- **BRANO**:
------------------------------------------------------------------------

Numerosi i testi su Lotta Continua, indubbiamente la formazione che ha maggiormente espresso, in positivo ed in negativo lo spirito del periodo storico, non pochi, soprattutto presso Derive e approdi, quelli sull’operaismo che molt* considerano la matrice più originale del neo-marxismo italiano.

Sull’arcipelago marxista-leninisita, gli studi e le testimonianze sono piuttosto datati, propri della fortuna del maoismo in Italia e nel mondo occidentale, legata alle diverse interpretazioni della rivoluzione culturale e del conflitto URSS-Cina.

Avanguardia Operaia recensione di Sergio Dalmasso
Anche su PdUP e manifesto, le formazioni che mantenevano un maggiore legame con matrici della sinistra storica e maggioritaria (ricordate i dibattiti sulla storia del PCI,

su Togliatti e il togliattismo, la singolarità e radicalità della sinistra socialista, le polemiche sull’esistenza o meno di un filo rosso?)

i testi più noti risalgono a decenni or sono, ma l’interesse per la figura di Lucio Magri (da Il sarto di Ulm, ad Alla ricerca di un altro comunismo,

sino alla recente biografia, ad opera di Simone Oggionni), oltre al cinquantesimo del quotidiano hanno riportato alla luce alcuni temi e passaggi.

Su Avanguardia operaia, una delle maggiori formazioni dell’area e certo tra le più significative ed interessanti, mancava uno studio di insieme.

Esistevano solamente qualche breve passaggio nel testo di Giuseppe Vettori La sinistra extraparlamentare in Italia (1973) e qualche memoria, oltre all’interessante studio sui CUB torinesi, frutto di testimonianze personali e di racconti di tante vite che confluivano contemporaneamente nella Torino, allora operaia.

Volevamo cambiare il mondo copre, anche se parzialmente, questo vuoto.

Il merito è di Giovanna Moruzzi, moglie di uno dei fondatori di A.O, Michele Randazzo, da anni scomparso, e di Fabrizio Billi che cura l’Archivio Marco Pezzi di Bologna ed ha all’attivo numerosi studi,

oltre che di Roberto Biorcio, insegnante a Milano-Bicocca e di Matteo Pucciarelli, giornalista di “Repubblica” che hanno curato il testo.

Il metodo scelto ricalca quello della storia orale e della conricerca ed è il prodotto di 110 interviste (tutte consultabili nell’archivio Pezzi),

raccolte tra ex militanti e dirigenti del movimento, con una opportuna scelta “scientifica” che ha reso il campione particolarmente realistico (età, formazione, famiglia, occupazione…).

Nascita di Avanguardia operaia

Avanguardia operaia nasce a Milano nel 1967, fra un gruppo legato alla IV Internazionale (Gorla, Vinci) e avanguardie (si diceva così) di alcune fabbriche.

------------------------------------------------------------------------

- **RIGHE DI DATI**:
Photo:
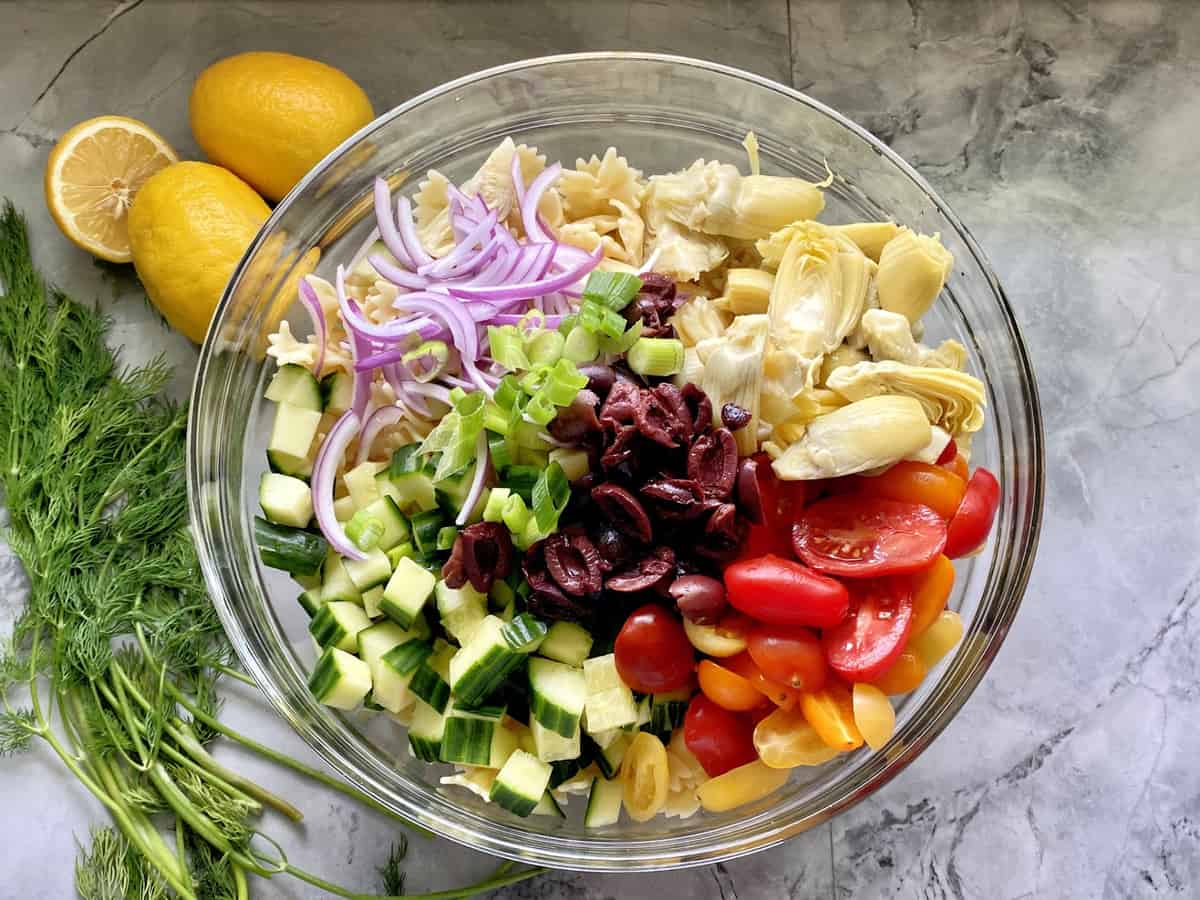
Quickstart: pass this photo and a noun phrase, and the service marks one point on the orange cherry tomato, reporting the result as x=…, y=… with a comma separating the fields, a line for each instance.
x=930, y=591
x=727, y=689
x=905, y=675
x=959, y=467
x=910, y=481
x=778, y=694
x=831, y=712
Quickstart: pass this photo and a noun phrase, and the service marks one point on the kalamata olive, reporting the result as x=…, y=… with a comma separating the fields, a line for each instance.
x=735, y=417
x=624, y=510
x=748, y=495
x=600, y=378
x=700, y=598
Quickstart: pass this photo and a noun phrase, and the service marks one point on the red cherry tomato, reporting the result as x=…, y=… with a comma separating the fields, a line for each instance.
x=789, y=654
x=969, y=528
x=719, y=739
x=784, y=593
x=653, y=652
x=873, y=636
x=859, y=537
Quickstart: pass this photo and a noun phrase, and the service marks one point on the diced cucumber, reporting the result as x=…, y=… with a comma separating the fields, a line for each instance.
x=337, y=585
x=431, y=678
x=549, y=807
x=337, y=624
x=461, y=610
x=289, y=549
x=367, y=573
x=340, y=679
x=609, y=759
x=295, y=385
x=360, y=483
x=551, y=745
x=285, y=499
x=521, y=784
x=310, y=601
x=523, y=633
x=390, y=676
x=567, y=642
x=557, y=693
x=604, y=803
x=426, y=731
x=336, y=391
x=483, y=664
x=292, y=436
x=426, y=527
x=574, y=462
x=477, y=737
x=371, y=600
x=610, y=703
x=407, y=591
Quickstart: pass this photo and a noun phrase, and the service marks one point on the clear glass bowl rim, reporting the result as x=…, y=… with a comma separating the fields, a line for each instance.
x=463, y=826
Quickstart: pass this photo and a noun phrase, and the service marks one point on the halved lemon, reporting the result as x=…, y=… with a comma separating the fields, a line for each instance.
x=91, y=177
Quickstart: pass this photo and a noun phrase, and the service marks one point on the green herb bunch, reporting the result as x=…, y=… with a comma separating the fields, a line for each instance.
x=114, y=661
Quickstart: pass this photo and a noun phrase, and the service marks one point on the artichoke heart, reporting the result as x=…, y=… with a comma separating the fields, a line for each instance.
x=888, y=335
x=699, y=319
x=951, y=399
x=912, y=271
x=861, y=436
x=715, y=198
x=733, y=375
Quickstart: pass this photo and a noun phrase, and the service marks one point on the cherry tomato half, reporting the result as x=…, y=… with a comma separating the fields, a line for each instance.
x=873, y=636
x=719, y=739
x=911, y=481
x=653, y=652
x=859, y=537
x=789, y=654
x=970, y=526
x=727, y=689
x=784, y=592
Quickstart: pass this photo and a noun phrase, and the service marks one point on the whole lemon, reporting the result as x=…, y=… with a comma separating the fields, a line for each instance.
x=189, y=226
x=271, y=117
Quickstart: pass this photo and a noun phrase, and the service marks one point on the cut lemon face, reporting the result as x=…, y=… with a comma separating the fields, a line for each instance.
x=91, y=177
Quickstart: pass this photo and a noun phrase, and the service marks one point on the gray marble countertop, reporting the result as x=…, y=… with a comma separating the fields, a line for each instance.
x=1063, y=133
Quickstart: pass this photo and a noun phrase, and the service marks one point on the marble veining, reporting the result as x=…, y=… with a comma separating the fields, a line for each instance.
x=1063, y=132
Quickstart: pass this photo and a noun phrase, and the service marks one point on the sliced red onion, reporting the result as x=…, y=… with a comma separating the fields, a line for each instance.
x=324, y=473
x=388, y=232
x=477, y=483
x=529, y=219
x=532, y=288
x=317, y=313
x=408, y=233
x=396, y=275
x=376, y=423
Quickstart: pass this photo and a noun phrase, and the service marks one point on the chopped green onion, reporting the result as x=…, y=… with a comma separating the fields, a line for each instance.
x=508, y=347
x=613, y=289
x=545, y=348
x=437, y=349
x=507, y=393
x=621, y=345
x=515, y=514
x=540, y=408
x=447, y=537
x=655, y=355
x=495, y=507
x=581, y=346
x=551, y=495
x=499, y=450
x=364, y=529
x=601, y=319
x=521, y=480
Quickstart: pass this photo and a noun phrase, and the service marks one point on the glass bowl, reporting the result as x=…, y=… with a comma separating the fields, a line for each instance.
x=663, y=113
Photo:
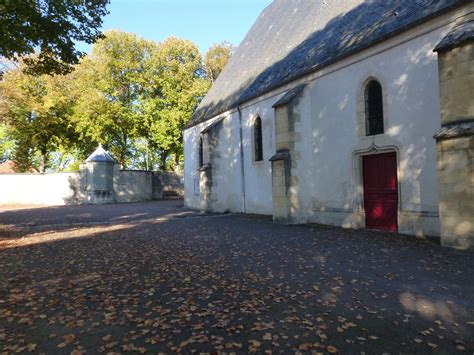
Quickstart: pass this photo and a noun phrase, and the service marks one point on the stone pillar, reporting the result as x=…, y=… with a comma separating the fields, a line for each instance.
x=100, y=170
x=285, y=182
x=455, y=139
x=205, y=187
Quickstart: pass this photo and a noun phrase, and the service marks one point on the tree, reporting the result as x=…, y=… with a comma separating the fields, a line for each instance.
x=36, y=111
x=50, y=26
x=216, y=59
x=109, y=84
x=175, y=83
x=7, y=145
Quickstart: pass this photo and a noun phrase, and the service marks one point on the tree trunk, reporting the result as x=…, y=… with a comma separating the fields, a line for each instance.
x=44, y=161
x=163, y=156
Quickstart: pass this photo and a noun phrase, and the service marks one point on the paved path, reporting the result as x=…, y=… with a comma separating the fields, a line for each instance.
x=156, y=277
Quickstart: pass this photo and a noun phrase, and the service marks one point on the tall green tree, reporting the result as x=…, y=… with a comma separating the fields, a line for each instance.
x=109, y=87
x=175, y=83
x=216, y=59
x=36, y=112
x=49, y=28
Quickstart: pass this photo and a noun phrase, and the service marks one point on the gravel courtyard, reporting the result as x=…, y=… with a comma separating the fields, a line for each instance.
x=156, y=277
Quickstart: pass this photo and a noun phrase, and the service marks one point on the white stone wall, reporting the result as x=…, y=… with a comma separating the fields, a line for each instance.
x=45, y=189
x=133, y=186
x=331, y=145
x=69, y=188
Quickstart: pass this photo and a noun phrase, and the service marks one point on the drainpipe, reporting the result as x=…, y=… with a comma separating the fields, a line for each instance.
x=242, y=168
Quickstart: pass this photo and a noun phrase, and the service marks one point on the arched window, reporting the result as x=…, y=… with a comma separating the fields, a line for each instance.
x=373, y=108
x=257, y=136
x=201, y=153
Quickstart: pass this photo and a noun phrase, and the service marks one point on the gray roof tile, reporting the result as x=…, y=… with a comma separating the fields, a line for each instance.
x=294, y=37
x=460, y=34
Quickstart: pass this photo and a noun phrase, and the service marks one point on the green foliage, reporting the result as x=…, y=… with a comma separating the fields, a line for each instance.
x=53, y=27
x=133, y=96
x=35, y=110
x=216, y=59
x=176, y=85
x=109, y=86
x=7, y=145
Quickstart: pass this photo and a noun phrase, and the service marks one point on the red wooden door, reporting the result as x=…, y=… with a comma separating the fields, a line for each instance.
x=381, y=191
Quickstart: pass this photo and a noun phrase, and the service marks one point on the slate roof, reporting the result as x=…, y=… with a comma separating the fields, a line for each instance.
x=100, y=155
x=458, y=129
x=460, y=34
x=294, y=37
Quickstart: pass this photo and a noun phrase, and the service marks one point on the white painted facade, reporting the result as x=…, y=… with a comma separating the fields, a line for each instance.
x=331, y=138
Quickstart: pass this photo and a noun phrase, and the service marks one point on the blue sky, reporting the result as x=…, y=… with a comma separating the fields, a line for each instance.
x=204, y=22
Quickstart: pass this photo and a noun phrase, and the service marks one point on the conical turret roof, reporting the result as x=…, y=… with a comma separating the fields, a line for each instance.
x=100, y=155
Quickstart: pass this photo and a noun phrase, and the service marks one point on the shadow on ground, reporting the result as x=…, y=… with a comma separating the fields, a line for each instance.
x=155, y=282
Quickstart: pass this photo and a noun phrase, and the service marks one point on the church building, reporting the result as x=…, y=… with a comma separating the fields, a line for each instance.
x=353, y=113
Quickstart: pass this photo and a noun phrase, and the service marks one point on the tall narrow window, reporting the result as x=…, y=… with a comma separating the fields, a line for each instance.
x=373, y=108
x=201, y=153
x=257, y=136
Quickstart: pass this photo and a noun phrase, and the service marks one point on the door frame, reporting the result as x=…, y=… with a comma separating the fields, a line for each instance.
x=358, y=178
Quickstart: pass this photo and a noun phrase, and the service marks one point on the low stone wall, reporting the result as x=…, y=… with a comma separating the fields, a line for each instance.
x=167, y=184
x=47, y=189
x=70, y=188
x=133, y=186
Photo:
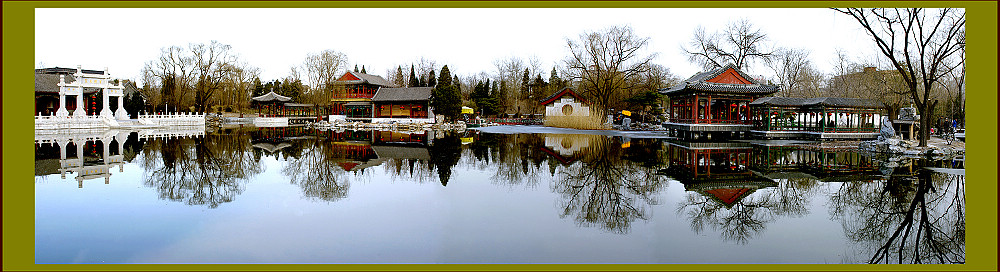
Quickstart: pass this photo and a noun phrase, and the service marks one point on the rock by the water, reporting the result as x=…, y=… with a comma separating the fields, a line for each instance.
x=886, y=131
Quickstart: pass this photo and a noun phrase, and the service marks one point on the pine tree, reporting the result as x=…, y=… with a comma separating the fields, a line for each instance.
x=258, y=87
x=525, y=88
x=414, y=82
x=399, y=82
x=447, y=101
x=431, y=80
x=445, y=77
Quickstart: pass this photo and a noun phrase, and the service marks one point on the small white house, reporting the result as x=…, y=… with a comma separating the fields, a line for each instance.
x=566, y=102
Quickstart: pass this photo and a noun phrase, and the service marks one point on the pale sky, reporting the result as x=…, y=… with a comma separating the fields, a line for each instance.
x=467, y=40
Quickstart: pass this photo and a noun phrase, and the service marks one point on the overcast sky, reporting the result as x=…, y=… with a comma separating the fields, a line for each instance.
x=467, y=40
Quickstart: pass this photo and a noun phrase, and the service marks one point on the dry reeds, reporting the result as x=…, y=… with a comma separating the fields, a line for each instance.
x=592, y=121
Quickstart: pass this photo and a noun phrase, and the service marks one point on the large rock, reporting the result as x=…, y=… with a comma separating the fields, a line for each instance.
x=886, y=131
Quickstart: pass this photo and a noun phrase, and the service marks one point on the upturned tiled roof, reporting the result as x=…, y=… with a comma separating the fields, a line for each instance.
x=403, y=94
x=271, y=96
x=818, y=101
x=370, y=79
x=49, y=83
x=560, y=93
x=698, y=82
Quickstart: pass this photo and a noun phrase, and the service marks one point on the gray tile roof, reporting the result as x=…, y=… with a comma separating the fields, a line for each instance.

------------------------------------------------------------------------

- **CONSEGNA**:
Per favore, trasforma in un elenco il paragrafo del brano che comincia con «Esistevano solamente qualche breve passaggio», conservandone i fatti principali.

- **RISPOSTA**:
Esistevano solamente:
- qualche breve passaggio nel testo di Giuseppe Vettori La sinistra extraparlamentare in Italia (1973);
- qualche memoria;
- un interessante studio sui CUB torinesi, nato da testimonianze personali e da racconti di tante vite confluite nella Torino allora operaia.